Pointing data excerpts
========================================

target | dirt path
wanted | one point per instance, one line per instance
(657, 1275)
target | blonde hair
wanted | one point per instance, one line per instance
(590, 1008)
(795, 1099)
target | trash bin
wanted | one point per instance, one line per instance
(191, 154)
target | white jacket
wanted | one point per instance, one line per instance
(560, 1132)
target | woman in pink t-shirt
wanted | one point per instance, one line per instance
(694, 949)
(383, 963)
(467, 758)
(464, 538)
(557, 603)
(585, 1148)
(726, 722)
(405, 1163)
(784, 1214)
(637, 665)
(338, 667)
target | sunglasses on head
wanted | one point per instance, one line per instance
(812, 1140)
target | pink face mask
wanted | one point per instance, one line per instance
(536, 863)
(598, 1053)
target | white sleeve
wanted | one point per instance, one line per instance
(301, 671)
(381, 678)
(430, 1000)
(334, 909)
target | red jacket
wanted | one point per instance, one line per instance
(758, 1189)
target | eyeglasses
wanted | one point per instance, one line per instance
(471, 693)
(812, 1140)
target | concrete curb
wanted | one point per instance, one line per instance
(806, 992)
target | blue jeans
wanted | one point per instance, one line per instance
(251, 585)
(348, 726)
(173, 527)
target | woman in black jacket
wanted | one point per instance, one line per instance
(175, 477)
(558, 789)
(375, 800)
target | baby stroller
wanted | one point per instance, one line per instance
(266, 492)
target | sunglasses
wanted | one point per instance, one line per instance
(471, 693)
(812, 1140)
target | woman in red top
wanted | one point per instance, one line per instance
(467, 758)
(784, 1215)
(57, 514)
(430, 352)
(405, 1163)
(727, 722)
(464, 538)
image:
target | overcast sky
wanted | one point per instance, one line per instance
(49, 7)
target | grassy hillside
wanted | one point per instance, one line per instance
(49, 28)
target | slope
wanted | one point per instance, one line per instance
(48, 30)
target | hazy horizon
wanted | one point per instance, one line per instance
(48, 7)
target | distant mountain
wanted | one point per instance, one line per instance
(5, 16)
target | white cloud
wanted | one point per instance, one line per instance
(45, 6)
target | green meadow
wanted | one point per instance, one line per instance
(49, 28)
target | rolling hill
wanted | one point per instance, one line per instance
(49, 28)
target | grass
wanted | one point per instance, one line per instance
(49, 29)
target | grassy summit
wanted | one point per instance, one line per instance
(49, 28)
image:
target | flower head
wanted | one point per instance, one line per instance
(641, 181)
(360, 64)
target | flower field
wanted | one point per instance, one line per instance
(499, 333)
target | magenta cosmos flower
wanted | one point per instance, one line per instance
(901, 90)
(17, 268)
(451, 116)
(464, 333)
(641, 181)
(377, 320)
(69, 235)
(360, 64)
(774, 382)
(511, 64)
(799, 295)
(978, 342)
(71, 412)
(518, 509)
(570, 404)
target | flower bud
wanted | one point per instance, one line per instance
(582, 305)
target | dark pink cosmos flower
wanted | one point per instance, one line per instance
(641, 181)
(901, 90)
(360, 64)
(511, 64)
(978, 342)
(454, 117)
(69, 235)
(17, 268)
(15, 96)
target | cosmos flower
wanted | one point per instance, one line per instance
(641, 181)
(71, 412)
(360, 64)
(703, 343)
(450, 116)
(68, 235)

========================================

**Work to do**
Write out all of the entries above line for line, with no changes.

**Output for this exercise**
target | dirt path
wanted | one point per instance, one line per instance
(657, 1275)
target | blonde hair
wanted | one point per instance, one line per instance
(590, 1008)
(795, 1099)
target | trash bin
wanted | one point per instance, one line per instance
(191, 154)
target | white jacket
wanted | one point per instance, one line per instance
(560, 1132)
target | woman in pink t-shirt
wanted | one point per instance, one line per instance
(694, 949)
(383, 963)
(467, 758)
(464, 538)
(557, 603)
(585, 1148)
(726, 722)
(405, 1163)
(784, 1214)
(637, 665)
(338, 667)
target | sunglasses on head
wanted | one point per instance, one line per instance
(812, 1140)
target | pink face mask
wanted | one point per instance, one line per instance
(536, 863)
(598, 1053)
target | white sleeve
wanted | one point per instance, one line per instance
(301, 671)
(381, 678)
(430, 1000)
(334, 909)
target | red jacket
wanted | one point per instance, one line per instance
(758, 1189)
target | eyeglasses
wanted | one point per instance, one line per instance
(471, 693)
(812, 1140)
target | concrete curb
wanted | one point per instance, one line per instance
(806, 992)
target | blue jeans
wanted | one point per instance, one line per instance
(251, 585)
(348, 726)
(173, 527)
target | woman in black jacket
wanted | one point per instance, one line per instance
(175, 477)
(558, 789)
(375, 800)
target | baby stroller
wanted | one point per instance, one line per instance
(266, 492)
target | sunglasses
wanted | one point per instance, one line per instance
(471, 693)
(812, 1140)
target | woman in red top
wanted | one point per instance, one line per instance
(467, 758)
(784, 1215)
(57, 514)
(430, 352)
(405, 1163)
(727, 722)
(464, 538)
image:
target | overcast sky
wanted | one point per instance, one line per instance
(49, 7)
target | grassy hillside
wanted | one point per instance, one line per instance
(49, 28)
target | slope
wanted | one point per instance, one line per instance
(48, 30)
target | hazy horizon
wanted | one point per instance, one line per instance
(48, 7)
target | distant mountain
wanted | one point per instance, one line per instance
(5, 16)
target | white cloud
wanted | one point per instance, one line per instance
(45, 6)
target | green meadow
wanted | one point per instance, one line per instance
(49, 28)
target | rolling hill
wanted | one point per instance, one line per instance
(49, 28)
target | grass
wanted | one point per instance, one line per instance
(49, 29)
target | grassy summit
wanted | one point per instance, one line per instance
(49, 28)
image:
target | flower head
wanted | one point per instance, one line per instance
(641, 181)
(360, 64)
target | flower field
wanted | one point per instance, one line per instance
(499, 333)
target | magenta cosmos flower
wanted | one point per instance, one line per instance
(901, 90)
(17, 268)
(451, 116)
(464, 333)
(641, 181)
(377, 320)
(69, 235)
(360, 64)
(774, 382)
(511, 64)
(799, 295)
(978, 342)
(71, 412)
(518, 509)
(570, 404)
target | flower bud
wanted | one point per instance, one line per instance
(582, 305)
target | dark pink cosmos flower
wanted | one point per instance, one line per instance
(641, 181)
(901, 90)
(360, 64)
(511, 64)
(978, 342)
(454, 117)
(69, 235)
(17, 268)
(15, 96)
target | cosmos flower
wanted | one point per instance, one line per instance
(641, 181)
(71, 412)
(360, 64)
(703, 343)
(450, 116)
(68, 235)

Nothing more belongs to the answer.